─── Dados fornecidos

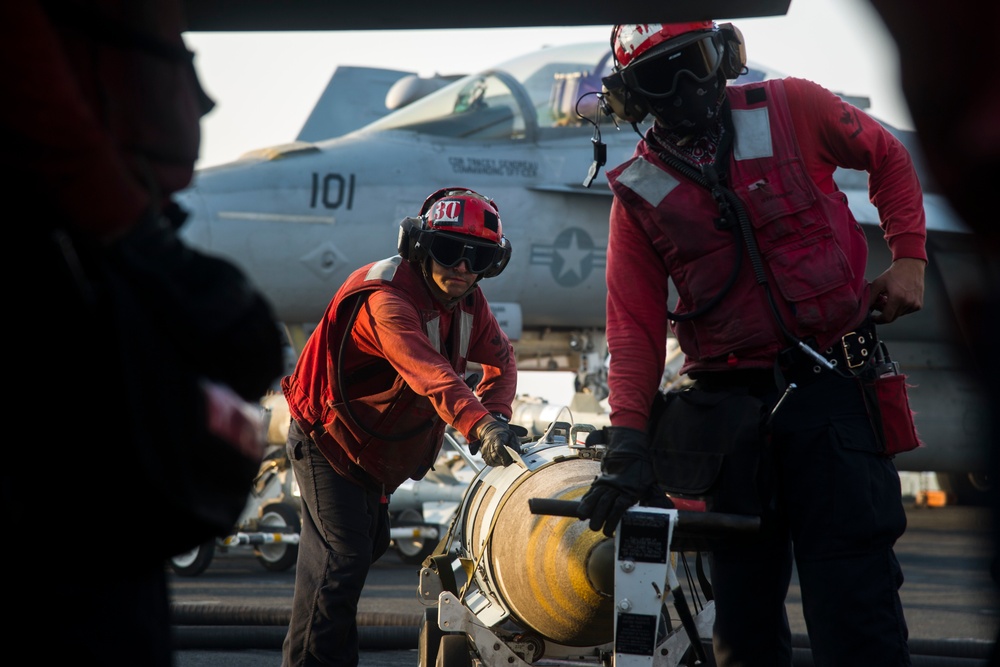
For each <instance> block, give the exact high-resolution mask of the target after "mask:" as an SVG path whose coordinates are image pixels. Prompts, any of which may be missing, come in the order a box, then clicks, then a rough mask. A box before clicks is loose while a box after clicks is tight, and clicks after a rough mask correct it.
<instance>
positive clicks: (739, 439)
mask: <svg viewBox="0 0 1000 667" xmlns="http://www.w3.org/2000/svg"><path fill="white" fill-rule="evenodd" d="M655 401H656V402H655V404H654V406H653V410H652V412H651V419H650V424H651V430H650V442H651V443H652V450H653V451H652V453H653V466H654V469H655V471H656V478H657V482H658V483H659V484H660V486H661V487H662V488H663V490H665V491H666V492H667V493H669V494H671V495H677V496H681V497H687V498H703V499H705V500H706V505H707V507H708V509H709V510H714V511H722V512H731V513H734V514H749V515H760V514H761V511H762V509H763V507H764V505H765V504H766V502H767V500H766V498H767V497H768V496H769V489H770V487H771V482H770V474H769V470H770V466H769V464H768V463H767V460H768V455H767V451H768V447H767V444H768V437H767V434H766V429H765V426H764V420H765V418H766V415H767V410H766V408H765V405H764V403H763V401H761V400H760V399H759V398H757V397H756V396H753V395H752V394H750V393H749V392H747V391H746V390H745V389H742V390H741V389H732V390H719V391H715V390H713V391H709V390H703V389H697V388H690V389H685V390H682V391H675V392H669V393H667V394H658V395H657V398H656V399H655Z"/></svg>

──────
─── Dados fornecidos

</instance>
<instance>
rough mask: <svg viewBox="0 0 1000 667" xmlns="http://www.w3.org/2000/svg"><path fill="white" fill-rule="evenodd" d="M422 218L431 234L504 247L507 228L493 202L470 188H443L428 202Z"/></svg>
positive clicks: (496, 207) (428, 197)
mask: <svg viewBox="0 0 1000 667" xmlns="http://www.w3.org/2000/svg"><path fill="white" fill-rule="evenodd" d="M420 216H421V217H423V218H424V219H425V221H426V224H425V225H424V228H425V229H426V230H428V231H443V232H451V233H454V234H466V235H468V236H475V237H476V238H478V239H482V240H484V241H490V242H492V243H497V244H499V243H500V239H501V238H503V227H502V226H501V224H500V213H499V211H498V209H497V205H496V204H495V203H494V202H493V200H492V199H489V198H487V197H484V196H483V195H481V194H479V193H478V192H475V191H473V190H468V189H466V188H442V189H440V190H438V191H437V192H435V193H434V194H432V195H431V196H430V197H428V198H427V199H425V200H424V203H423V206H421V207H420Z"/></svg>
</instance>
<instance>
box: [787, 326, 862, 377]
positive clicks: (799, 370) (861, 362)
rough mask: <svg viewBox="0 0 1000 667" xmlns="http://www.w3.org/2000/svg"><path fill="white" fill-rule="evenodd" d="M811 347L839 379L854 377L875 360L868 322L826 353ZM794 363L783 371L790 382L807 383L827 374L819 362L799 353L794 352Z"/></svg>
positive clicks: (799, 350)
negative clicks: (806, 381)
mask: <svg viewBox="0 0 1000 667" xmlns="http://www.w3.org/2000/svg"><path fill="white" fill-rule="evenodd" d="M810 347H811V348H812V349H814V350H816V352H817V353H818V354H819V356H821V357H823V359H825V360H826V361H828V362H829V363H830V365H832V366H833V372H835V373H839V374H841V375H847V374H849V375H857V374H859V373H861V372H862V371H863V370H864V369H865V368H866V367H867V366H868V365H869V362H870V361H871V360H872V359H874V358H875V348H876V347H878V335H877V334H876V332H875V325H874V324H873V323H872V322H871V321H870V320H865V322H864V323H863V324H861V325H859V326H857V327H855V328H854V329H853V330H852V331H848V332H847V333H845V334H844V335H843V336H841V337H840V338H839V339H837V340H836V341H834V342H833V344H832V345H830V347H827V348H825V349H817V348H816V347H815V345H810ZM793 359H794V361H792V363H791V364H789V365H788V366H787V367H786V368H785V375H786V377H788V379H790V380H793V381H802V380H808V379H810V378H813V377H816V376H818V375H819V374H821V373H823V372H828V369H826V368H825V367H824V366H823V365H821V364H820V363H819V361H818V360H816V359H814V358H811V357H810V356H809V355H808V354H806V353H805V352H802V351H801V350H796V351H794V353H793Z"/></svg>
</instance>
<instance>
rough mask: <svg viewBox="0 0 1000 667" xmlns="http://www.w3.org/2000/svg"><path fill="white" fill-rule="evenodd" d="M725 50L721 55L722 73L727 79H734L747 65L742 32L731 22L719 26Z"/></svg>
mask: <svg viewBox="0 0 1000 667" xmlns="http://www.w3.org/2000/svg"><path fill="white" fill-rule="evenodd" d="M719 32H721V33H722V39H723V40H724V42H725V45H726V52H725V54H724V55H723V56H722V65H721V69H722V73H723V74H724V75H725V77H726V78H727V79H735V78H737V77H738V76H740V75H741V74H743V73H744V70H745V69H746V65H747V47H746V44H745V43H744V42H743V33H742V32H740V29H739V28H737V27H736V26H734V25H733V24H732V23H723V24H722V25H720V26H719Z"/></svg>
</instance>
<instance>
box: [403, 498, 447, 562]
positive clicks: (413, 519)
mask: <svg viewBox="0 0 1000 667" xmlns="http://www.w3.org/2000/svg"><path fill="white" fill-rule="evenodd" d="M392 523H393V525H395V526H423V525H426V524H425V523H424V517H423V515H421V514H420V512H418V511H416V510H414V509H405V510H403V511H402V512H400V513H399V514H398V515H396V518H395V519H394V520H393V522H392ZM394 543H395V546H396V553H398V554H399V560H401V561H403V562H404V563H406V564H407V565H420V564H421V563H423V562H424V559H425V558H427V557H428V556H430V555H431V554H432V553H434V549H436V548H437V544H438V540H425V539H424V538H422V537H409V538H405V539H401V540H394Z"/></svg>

──────

#### [Exercício]
Quantas linhas dos dados acima contêm a palavra "positive", diferenciando maiúsculas de minúsculas? Responda somente com o número.

#### [Resolução escrita]
5